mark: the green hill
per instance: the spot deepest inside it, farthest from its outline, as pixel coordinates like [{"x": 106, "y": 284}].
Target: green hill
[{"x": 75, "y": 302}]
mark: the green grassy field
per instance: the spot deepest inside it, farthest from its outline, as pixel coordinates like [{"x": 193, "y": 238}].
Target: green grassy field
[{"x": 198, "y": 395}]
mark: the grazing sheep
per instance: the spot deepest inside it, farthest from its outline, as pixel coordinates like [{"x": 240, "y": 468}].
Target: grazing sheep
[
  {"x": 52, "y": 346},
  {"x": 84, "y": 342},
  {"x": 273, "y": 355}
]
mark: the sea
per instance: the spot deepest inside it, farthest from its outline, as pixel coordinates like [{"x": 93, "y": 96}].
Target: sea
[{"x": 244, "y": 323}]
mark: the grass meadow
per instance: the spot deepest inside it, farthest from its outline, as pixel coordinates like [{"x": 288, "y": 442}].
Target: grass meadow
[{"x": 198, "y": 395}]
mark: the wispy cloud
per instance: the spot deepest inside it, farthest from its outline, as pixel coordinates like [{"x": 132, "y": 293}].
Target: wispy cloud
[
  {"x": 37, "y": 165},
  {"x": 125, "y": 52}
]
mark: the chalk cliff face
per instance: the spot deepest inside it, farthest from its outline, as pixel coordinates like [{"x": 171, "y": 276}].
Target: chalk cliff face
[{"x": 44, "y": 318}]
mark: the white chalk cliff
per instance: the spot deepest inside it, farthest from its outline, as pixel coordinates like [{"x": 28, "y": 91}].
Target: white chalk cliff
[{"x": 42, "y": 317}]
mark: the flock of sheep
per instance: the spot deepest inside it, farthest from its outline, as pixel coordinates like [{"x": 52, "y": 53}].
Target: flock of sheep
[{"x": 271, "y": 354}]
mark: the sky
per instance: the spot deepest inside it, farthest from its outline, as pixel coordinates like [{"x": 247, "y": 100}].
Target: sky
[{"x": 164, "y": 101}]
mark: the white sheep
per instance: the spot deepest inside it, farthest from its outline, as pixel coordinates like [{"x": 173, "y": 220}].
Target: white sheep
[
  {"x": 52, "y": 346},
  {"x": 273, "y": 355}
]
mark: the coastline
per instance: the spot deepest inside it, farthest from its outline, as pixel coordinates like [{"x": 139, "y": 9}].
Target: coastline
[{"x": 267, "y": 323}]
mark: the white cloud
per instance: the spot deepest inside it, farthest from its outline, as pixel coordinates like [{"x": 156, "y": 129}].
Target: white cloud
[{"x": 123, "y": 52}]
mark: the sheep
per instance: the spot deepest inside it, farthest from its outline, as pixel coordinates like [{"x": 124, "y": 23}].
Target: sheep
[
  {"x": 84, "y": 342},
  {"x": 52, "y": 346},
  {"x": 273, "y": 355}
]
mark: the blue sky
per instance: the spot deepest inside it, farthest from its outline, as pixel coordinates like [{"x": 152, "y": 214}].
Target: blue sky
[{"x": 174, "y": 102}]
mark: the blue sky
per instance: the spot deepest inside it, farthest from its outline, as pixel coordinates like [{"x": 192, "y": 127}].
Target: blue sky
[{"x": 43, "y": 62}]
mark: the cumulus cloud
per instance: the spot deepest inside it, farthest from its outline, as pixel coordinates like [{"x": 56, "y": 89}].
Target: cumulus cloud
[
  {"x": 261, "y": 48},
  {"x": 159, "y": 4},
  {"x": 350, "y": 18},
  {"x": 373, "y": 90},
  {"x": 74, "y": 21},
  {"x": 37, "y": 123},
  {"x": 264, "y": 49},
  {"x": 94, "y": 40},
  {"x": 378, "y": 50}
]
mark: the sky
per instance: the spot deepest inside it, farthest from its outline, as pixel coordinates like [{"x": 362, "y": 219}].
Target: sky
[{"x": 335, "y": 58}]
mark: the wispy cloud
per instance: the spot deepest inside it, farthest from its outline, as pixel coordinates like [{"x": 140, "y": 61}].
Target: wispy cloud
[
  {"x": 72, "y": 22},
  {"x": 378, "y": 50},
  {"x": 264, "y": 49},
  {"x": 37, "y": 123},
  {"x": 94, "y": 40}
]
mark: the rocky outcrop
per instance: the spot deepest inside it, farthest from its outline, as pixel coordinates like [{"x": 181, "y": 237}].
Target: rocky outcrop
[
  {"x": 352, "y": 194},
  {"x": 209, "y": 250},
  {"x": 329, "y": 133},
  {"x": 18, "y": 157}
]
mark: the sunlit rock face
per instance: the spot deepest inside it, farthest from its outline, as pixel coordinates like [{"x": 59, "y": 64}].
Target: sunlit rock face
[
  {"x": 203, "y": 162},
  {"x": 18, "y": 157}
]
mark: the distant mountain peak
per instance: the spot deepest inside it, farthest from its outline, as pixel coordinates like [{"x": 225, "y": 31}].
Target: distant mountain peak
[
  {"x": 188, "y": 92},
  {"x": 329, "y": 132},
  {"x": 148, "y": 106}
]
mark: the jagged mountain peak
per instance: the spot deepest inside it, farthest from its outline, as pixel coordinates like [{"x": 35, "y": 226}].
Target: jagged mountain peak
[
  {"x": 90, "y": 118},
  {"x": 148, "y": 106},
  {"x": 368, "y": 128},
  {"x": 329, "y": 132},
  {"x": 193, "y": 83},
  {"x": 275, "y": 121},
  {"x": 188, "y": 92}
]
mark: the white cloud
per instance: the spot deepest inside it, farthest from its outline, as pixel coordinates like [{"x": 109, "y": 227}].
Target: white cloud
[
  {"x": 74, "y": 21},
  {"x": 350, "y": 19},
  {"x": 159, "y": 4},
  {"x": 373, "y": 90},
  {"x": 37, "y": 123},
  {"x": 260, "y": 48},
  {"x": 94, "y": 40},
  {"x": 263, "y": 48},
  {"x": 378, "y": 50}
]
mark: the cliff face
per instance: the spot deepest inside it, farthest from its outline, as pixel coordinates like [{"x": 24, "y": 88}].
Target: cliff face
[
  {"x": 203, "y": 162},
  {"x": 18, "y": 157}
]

■ WORK INSTRUCTIONS ■
Reproduce the lines above, beginning at the line with "Target: flock of sheep" and stopping after the line with "mark: the cumulus cloud", exactly as they are.

■ TASK SOLUTION ■
Target: flock of sheep
[{"x": 271, "y": 354}]
mark: the sky
per instance: the spot deepest inside it, farthest from its outline, as pixel coordinates like [{"x": 247, "y": 100}].
Target: sky
[{"x": 164, "y": 101}]
mark: the white sheep
per instance: the spot deepest inside it, farthest from its outline, as pixel coordinates like [{"x": 173, "y": 220}].
Target: white sheep
[
  {"x": 52, "y": 346},
  {"x": 273, "y": 355}
]
mark: the coastline
per instance: the spot deepest inside it, farthest from its outline, as pixel coordinates like [{"x": 139, "y": 9}].
Target: coastline
[{"x": 267, "y": 323}]
mark: the white cloud
per instance: the spot deepest inside it, farthest from its outline, as pixel coordinates like [{"x": 156, "y": 129}].
Target: white cloud
[{"x": 123, "y": 52}]
mark: the sheep
per instance: the spot deepest inside it, farthest from its outline, as pixel coordinates like [{"x": 124, "y": 23}].
Target: sheep
[
  {"x": 84, "y": 342},
  {"x": 52, "y": 346},
  {"x": 273, "y": 355}
]
mark: the blue sky
per instance: the spot deepest inside it, farthest from its outline, as pixel coordinates like [{"x": 152, "y": 214}].
Target: blue sky
[{"x": 174, "y": 102}]
mark: the blue sky
per instance: the spot deepest inside it, farthest from its outline, as pixel coordinates like [{"x": 192, "y": 127}].
Target: blue sky
[{"x": 43, "y": 62}]
mark: the cumulus cloud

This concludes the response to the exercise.